--- START OF Material provided ---

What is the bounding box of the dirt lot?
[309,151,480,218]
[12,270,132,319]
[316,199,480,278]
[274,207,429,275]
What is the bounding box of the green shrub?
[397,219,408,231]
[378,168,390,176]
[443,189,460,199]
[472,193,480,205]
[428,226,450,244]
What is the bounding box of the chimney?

--- END OF Material provided ---

Convert the records above into a JSON list of strings with one string per line, leaving out any blank lines.

[
  "What is the bounding box of the dirt lot?",
  "[309,151,480,218]",
  "[12,270,132,319]",
  "[316,199,480,278]",
  "[274,207,429,275]",
  "What is the bounding box of the green shrub?",
  "[397,219,408,231]",
  "[378,168,390,176]",
  "[443,189,460,199]",
  "[472,193,480,205]",
  "[428,226,450,244]",
  "What is the bounding box of the chimney?"
]